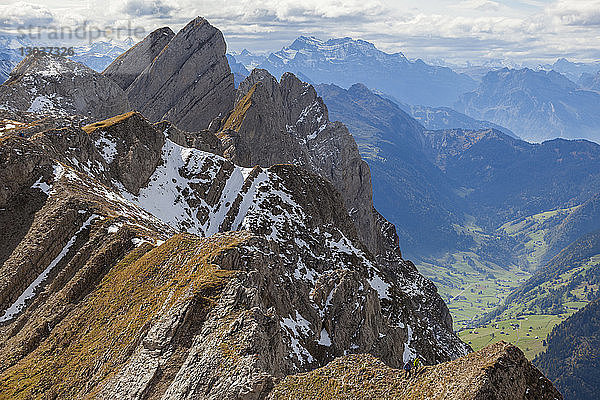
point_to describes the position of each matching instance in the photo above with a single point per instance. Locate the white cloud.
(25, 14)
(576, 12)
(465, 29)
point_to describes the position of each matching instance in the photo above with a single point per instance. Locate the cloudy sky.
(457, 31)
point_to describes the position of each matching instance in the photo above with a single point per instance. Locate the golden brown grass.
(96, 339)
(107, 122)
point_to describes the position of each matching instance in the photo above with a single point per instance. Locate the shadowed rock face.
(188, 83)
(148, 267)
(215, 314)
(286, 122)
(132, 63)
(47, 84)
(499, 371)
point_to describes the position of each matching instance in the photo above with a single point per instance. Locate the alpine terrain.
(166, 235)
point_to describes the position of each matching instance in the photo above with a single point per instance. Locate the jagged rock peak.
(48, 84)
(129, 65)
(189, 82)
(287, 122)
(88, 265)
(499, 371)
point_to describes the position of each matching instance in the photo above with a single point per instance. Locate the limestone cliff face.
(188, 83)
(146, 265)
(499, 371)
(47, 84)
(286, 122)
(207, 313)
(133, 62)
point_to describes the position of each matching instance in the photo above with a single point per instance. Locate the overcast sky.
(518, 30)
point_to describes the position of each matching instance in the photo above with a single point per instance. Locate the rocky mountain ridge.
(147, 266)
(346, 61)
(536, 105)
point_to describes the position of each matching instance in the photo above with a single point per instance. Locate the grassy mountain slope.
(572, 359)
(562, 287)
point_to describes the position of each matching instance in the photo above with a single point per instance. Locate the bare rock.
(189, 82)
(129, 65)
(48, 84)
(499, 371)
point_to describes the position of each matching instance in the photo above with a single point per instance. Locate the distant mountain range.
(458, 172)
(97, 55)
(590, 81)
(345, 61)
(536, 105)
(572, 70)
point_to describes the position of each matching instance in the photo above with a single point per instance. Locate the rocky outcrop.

———

§ Work instructions: Print all of the data above word for word, keeping every line unchanged, and leave out the pictures.

§ Response for this exercise:
point_to describes the position of each matching instance in the photo above with a single point per instance. Locate the white cloud.
(25, 14)
(576, 12)
(465, 29)
point_to describes the position of each matching instance in the photo above with a single point per instance. Locate the cloudy sky.
(457, 31)
point_to describes the position of each matching instance in the photo above with a single point per instance. Locate the golden brown grass.
(96, 339)
(107, 122)
point_to describes the position of each matching instance in the photo above with a single point per instance. Locate the shadowed rock face.
(188, 83)
(148, 267)
(215, 314)
(286, 122)
(132, 63)
(47, 84)
(499, 371)
point_to describes the position of each matching instance in the photo above with a single point per instance. Locate the alpine terrain.
(166, 235)
point_to describes the position of each matching instance in the photo above with a single point per instance. Locate the jagged rock peak.
(48, 84)
(129, 65)
(189, 82)
(287, 122)
(88, 265)
(499, 371)
point_to describes the position of each matching instance in the photo above with a single point per instance. Locate the limestone cliff face.
(188, 83)
(146, 265)
(499, 371)
(47, 84)
(286, 122)
(207, 313)
(133, 62)
point_to describes the position of each matching instance in the photo above with a single point per instance. Locate the overcast sky.
(518, 30)
point_to describes the position of each matching instance in the photo above with a single point per instance. Locate the rocky mountain ridge.
(147, 266)
(346, 61)
(536, 105)
point_to describes the position of each matching instance in the photo above with a single point per instance. Locate the grassy mountain slope.
(572, 359)
(562, 287)
point_to describes the position of each matching instance in the photo above with a single point per instance. Locate the bare rock.
(189, 82)
(129, 65)
(48, 84)
(499, 371)
point_to describes the position of each matching instance in the photo above with a single point per instance. Locate the distant mountain range.
(458, 172)
(97, 55)
(590, 81)
(345, 61)
(536, 105)
(572, 70)
point_to describes the position of each matching instance in the photo above with a single point per instance. Locate the rocky outcrop.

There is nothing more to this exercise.